▸ TASK INSTRUCTIONS
All entries should be output exactly as they stand.

Stored entries
>> Start

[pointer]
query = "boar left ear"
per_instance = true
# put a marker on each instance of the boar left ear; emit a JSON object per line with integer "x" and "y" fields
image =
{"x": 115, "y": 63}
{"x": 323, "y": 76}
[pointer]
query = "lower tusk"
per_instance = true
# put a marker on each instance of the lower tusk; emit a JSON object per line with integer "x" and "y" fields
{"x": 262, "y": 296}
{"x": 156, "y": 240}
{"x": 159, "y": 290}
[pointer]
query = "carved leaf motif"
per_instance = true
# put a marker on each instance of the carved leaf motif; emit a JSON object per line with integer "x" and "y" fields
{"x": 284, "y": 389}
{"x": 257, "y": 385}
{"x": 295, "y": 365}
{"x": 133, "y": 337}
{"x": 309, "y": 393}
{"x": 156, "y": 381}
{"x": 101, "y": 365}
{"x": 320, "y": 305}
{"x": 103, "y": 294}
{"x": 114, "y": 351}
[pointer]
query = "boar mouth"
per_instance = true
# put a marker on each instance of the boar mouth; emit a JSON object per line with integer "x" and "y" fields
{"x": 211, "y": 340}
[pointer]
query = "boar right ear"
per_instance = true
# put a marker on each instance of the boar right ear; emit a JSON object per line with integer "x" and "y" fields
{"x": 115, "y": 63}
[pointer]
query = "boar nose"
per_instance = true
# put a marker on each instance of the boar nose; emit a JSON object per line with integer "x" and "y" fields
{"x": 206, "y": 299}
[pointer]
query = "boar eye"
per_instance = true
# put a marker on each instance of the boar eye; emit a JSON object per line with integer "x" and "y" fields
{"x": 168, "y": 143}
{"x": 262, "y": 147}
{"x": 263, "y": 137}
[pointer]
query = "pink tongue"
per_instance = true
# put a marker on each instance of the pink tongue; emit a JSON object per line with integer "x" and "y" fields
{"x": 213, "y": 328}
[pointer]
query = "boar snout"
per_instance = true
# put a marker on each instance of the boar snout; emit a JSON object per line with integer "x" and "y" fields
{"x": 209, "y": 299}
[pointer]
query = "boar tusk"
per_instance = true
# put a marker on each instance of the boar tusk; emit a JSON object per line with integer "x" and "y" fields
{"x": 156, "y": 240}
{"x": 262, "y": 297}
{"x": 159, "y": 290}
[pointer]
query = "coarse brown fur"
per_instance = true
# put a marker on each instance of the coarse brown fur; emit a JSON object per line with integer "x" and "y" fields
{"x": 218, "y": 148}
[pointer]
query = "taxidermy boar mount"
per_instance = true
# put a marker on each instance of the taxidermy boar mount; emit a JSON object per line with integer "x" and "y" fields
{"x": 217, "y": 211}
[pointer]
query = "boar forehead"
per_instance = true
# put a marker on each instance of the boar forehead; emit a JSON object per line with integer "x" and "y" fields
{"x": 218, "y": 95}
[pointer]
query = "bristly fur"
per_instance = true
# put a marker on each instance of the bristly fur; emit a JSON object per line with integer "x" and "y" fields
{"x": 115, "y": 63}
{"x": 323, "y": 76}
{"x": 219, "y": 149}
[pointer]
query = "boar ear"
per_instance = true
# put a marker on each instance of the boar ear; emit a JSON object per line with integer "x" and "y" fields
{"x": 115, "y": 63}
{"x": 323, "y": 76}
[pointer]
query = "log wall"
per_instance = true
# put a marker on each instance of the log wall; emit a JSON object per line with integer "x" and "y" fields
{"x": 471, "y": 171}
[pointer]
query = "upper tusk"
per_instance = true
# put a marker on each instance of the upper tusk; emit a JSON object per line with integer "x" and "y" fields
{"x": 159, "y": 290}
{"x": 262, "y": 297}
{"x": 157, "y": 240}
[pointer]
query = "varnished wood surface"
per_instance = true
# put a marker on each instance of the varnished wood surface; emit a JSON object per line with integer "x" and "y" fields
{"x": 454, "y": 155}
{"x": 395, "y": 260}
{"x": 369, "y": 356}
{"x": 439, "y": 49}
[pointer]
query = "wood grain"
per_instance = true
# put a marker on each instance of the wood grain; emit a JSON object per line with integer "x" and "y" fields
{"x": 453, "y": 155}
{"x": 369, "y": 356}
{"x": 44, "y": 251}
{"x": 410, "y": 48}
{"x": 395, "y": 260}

>> End

▸ RESULT OF THE TASK
[pointer]
query = "boar left ear"
per_instance = true
# put a marker on each instance of the boar left ear; emit a JSON object per line with integer "x" and "y" fields
image =
{"x": 115, "y": 63}
{"x": 323, "y": 76}
[pointer]
query = "lower tusk"
per_instance = true
# put a marker on each instance of the lower tusk; emit a JSON object per line with integer "x" and "y" fields
{"x": 262, "y": 296}
{"x": 156, "y": 240}
{"x": 159, "y": 290}
[pointer]
query = "carved leaf motif"
per_instance = true
# put a marker on each instance of the carved leaf motif; emit a JSON object per line with integer "x" and "y" fields
{"x": 284, "y": 389}
{"x": 257, "y": 385}
{"x": 295, "y": 365}
{"x": 133, "y": 337}
{"x": 309, "y": 393}
{"x": 156, "y": 381}
{"x": 101, "y": 365}
{"x": 320, "y": 305}
{"x": 103, "y": 294}
{"x": 114, "y": 351}
[pointer]
query = "boar mouth"
per_instance = true
# put a marker on each instance of the boar mouth; emit a JSON object per line with integer "x" and "y" fields
{"x": 211, "y": 340}
[pointer]
query = "boar right ear"
per_instance = true
# put a marker on each instance of the boar right ear; emit a JSON object per line with integer "x" and "y" fields
{"x": 115, "y": 63}
[pointer]
query = "boar nose"
per_instance = true
# put a marker on each instance of the boar nose; emit a JSON object per line with integer "x" and "y" fields
{"x": 206, "y": 299}
[pointer]
query = "boar eye"
per_instance = true
# put a marker on each instance of the boar eye; emit a JSON object per line with integer "x" and "y" fields
{"x": 168, "y": 143}
{"x": 262, "y": 147}
{"x": 263, "y": 137}
[pointer]
query = "pink tongue"
per_instance = true
# put a marker on each instance of the pink tongue; emit a JSON object per line with integer "x" and "y" fields
{"x": 213, "y": 328}
[pointer]
query = "boar snout"
per_instance = true
# put a marker on each instance of the boar snout; emit a JSON object per line with integer "x" and "y" fields
{"x": 209, "y": 299}
[pointer]
query = "boar tusk"
per_instance = true
# put a marker on each instance of the boar tusk; emit a JSON object per line with integer "x" and "y" fields
{"x": 156, "y": 240}
{"x": 262, "y": 297}
{"x": 159, "y": 290}
[pointer]
query = "coarse brown fur"
per_instance = true
# put a marker on each instance of the coarse brown fur; emit a JSON object per line with integer "x" and "y" fields
{"x": 218, "y": 148}
[pointer]
query = "taxidermy boar mount"
per_instance = true
# put a marker on each instance of the taxidermy boar mount; emit a JSON object per line with integer "x" and "y" fields
{"x": 217, "y": 211}
[pointer]
query = "boar forehead"
per_instance = true
# put a marker on each instance of the boar forehead; emit a JSON object per line with integer "x" and "y" fields
{"x": 218, "y": 95}
[pointer]
query = "bristly fur"
per_instance = true
# put a marker on each instance of the bristly fur; emit a JSON object per line with integer "x" and "y" fields
{"x": 115, "y": 63}
{"x": 323, "y": 76}
{"x": 219, "y": 149}
[pointer]
query = "boar ear"
per_instance = true
# put a marker on each instance of the boar ear; emit a JSON object per line with integer "x" and "y" fields
{"x": 115, "y": 63}
{"x": 323, "y": 76}
[pointer]
query = "log wall"
per_instance = true
# put a marker on each instance of the log wall; emit a JSON object per line with integer "x" and "y" fields
{"x": 471, "y": 171}
[pointer]
query = "upper tusk"
per_instance = true
# put a marker on each instance of the upper tusk; emit a JSON object per line with integer "x" and "y" fields
{"x": 159, "y": 290}
{"x": 262, "y": 297}
{"x": 157, "y": 240}
[pointer]
query = "varnished wood surface"
per_instance = true
# put a marker on each instance of the varnished wood surface; emit a JSON object per line with integer "x" and "y" fields
{"x": 454, "y": 155}
{"x": 395, "y": 260}
{"x": 369, "y": 356}
{"x": 439, "y": 49}
[pointer]
query = "wood grain"
per_instance = true
# put a marker on each instance of the wood grain; emit a JSON object per line with integer "x" and "y" fields
{"x": 453, "y": 155}
{"x": 369, "y": 356}
{"x": 44, "y": 251}
{"x": 410, "y": 48}
{"x": 395, "y": 260}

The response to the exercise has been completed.